- _WHAT IS ASKED_
Please count the lines in the records below that contain the string "green", treating uppercase and lowercase as different. Reply with the number alone.

- _RAW DATA_
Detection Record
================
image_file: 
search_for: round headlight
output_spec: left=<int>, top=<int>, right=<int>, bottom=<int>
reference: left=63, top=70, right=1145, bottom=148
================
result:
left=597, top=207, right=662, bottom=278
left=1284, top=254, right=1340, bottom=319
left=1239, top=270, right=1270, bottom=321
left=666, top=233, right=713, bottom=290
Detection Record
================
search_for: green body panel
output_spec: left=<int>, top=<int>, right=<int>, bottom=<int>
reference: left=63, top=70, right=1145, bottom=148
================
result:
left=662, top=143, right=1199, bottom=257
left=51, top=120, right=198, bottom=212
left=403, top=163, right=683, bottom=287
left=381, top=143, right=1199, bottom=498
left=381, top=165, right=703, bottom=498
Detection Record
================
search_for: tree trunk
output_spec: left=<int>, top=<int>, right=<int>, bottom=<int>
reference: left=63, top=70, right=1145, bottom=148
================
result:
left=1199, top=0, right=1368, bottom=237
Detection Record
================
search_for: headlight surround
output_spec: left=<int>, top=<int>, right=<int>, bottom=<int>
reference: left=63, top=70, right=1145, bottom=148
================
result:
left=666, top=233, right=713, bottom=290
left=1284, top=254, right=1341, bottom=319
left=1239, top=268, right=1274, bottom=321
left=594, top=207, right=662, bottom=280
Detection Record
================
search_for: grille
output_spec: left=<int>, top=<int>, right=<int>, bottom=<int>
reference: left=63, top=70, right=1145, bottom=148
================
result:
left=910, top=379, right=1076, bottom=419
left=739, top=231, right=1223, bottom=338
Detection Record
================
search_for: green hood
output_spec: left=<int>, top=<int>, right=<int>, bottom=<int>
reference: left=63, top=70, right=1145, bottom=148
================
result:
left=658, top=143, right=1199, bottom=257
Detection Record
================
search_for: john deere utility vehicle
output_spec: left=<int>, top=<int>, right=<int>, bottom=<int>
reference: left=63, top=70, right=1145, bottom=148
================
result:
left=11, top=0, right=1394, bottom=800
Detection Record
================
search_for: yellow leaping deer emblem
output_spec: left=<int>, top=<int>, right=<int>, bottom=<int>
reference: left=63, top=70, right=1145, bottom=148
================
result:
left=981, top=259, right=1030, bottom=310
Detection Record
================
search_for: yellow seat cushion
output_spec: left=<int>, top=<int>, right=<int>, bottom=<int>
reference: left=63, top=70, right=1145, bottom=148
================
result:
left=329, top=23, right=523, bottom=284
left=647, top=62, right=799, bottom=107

- _THE ANSWER_
2